- [BRIEF] Collect each line of the records below that contains the word "airplane". Uppercase and lowercase letters are to be treated as distinct.

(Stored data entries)
+ + +

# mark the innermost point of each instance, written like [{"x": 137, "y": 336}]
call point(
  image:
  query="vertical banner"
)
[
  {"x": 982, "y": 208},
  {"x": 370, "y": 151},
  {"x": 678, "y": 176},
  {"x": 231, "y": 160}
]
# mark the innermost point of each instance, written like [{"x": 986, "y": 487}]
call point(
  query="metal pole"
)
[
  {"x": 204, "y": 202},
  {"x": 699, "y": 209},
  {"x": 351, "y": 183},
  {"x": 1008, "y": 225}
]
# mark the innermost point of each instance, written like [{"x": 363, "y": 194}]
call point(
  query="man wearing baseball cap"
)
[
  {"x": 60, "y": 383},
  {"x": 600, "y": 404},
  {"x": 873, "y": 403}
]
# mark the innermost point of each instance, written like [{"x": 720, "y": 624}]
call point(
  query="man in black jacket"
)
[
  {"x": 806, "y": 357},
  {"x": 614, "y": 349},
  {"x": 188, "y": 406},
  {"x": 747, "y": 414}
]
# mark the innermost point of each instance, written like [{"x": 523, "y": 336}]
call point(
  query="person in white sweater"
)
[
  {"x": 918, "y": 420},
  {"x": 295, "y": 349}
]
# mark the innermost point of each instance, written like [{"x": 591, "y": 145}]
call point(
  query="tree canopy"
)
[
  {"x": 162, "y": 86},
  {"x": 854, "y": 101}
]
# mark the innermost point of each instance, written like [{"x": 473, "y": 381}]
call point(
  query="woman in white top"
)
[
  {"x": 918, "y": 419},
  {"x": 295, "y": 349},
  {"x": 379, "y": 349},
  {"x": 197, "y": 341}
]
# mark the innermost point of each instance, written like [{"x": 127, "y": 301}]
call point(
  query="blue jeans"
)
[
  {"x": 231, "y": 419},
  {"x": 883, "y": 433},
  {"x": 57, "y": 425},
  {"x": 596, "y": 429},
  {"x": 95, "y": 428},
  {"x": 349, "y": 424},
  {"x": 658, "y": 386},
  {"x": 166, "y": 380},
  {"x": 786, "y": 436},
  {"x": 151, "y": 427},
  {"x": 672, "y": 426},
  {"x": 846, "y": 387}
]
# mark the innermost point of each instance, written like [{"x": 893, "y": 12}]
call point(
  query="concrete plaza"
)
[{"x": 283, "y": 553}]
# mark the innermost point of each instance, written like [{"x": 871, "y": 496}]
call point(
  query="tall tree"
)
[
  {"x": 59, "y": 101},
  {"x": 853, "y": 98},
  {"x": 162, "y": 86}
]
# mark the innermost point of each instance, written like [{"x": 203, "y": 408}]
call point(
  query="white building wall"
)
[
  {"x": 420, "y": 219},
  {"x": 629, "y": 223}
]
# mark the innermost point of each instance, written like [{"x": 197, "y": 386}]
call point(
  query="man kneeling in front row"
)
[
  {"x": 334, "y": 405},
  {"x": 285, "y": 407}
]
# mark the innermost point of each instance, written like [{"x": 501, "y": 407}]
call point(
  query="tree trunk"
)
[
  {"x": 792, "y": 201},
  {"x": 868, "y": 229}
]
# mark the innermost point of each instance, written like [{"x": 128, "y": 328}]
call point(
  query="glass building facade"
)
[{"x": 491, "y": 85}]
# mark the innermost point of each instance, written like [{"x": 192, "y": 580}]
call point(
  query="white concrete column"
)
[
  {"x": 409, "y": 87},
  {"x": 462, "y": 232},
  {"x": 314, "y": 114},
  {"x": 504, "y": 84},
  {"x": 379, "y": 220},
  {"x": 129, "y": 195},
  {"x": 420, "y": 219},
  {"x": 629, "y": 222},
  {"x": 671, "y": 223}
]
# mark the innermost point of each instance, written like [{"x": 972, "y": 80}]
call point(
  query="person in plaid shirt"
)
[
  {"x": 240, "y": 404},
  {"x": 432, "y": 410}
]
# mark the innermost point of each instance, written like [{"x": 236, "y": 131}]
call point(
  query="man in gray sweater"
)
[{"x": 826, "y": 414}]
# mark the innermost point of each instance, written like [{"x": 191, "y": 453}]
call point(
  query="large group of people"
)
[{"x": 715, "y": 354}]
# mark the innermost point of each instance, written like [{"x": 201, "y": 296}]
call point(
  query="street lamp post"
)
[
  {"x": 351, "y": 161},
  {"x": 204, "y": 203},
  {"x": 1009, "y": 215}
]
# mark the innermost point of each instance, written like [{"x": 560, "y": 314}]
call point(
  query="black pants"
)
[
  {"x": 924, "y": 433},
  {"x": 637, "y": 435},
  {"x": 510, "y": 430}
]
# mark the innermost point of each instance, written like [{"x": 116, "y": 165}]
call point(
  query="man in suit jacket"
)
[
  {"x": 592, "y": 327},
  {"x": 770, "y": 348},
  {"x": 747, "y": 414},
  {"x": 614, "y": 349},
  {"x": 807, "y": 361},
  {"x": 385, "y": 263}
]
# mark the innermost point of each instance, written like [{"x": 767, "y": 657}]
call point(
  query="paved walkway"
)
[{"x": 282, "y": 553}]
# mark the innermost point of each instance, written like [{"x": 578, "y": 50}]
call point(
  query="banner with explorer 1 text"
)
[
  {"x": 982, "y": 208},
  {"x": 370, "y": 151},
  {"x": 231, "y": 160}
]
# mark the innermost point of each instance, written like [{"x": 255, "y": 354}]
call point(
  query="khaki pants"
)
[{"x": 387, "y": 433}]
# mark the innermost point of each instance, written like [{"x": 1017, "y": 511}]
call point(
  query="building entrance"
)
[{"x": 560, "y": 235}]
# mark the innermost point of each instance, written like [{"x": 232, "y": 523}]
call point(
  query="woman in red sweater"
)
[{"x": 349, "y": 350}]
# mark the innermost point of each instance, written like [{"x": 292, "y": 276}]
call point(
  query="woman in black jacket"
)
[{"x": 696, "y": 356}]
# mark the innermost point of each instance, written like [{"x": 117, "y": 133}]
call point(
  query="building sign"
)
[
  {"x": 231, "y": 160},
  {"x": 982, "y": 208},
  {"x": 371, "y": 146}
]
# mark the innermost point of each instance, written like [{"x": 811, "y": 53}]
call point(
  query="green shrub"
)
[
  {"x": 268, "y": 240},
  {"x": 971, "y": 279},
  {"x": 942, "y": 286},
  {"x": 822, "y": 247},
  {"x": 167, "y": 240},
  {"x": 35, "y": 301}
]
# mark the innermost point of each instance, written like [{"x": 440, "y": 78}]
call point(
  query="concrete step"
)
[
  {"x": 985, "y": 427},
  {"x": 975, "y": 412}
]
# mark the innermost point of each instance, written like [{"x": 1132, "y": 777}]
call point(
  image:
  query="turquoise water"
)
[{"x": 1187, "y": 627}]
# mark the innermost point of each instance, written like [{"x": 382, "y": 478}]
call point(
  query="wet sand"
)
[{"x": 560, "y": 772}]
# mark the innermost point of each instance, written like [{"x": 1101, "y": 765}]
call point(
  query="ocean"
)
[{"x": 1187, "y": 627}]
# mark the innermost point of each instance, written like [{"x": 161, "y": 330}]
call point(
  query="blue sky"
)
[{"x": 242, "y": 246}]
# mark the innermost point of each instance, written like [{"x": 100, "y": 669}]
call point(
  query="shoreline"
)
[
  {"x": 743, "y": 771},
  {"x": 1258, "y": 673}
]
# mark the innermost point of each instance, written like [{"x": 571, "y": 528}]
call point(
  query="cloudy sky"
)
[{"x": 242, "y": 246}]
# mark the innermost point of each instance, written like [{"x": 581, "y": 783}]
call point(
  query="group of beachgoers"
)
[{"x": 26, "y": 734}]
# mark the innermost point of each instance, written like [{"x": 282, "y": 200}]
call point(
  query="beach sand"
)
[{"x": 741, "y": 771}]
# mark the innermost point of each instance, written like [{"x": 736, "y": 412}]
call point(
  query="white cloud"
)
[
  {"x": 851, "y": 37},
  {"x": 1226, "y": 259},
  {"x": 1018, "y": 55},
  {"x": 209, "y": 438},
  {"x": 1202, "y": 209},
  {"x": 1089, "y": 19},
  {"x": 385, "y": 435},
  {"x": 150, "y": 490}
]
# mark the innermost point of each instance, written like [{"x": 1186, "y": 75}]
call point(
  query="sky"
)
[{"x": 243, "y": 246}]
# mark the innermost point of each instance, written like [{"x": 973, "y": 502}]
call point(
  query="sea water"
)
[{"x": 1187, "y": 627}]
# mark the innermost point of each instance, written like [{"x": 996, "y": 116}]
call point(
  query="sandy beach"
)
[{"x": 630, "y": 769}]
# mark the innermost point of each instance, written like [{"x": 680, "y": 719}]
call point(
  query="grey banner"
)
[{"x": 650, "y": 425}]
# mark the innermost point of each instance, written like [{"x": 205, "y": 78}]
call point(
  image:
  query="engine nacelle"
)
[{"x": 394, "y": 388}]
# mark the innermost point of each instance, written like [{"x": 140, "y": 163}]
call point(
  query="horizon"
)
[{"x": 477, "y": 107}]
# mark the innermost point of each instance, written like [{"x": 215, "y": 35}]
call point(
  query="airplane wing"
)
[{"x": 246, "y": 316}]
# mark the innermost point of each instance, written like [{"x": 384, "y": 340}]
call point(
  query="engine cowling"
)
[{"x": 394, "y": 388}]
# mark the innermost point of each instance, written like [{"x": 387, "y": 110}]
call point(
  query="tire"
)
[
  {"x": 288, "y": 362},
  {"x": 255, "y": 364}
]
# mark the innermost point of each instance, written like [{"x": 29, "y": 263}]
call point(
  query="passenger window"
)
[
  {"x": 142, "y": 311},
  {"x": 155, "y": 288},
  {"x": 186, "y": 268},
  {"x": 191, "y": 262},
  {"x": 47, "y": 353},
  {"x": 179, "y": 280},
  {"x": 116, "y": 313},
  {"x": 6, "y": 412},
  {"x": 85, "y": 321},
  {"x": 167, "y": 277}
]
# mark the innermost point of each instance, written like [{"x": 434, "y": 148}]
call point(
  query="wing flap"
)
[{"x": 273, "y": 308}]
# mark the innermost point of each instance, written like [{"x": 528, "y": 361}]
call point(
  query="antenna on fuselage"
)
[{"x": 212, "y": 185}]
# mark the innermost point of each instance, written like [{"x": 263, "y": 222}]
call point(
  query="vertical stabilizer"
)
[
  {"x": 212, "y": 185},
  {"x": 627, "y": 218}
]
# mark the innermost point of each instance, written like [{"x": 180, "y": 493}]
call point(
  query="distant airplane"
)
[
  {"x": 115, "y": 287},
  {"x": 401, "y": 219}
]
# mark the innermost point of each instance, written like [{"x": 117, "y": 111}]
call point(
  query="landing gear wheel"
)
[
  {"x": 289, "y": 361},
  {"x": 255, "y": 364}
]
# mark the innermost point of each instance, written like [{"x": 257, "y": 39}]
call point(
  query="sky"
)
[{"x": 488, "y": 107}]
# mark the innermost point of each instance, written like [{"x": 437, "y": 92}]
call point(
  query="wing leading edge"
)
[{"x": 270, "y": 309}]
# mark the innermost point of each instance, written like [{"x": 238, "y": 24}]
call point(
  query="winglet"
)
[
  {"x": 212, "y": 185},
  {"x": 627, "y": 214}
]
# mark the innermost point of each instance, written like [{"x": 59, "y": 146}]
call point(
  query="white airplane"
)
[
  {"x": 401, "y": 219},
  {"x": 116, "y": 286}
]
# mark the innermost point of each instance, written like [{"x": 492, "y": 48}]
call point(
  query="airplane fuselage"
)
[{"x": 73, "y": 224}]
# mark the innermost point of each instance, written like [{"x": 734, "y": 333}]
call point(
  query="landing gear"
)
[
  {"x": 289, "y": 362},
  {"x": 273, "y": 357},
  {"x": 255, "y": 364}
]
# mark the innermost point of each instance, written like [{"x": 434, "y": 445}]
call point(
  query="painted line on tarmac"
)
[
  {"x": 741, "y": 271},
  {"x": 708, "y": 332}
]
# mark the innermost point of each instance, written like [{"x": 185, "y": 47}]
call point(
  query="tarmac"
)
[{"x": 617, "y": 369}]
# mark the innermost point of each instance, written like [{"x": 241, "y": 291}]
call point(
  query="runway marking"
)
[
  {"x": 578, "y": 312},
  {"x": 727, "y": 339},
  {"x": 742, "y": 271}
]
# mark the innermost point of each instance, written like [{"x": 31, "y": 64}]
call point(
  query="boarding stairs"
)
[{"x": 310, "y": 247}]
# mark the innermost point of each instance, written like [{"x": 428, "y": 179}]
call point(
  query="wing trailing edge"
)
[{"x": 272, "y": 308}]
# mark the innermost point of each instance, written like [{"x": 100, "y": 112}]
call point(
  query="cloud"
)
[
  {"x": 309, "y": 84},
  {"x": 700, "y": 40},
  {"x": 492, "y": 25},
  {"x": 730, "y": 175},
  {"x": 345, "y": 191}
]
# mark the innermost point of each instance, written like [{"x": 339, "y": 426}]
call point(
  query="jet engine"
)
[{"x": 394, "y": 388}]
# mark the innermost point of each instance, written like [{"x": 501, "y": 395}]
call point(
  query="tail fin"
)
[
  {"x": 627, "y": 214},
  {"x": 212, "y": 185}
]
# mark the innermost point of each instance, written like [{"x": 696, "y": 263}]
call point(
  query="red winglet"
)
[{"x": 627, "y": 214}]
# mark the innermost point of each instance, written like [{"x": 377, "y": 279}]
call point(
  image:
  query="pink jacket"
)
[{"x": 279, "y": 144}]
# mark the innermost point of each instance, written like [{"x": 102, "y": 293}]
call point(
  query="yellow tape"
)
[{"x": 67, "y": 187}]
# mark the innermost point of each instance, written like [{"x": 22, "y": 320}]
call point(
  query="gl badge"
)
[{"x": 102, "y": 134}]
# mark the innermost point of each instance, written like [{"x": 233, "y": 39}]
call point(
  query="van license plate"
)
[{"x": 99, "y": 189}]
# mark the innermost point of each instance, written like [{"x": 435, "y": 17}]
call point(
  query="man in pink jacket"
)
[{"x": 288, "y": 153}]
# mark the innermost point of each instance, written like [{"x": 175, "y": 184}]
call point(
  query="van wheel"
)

+ + +

- [OUTPUT OF THE TASK]
  query="airplane wing"
  query="distant airplane"
  query="white airplane"
  query="airplane fuselage"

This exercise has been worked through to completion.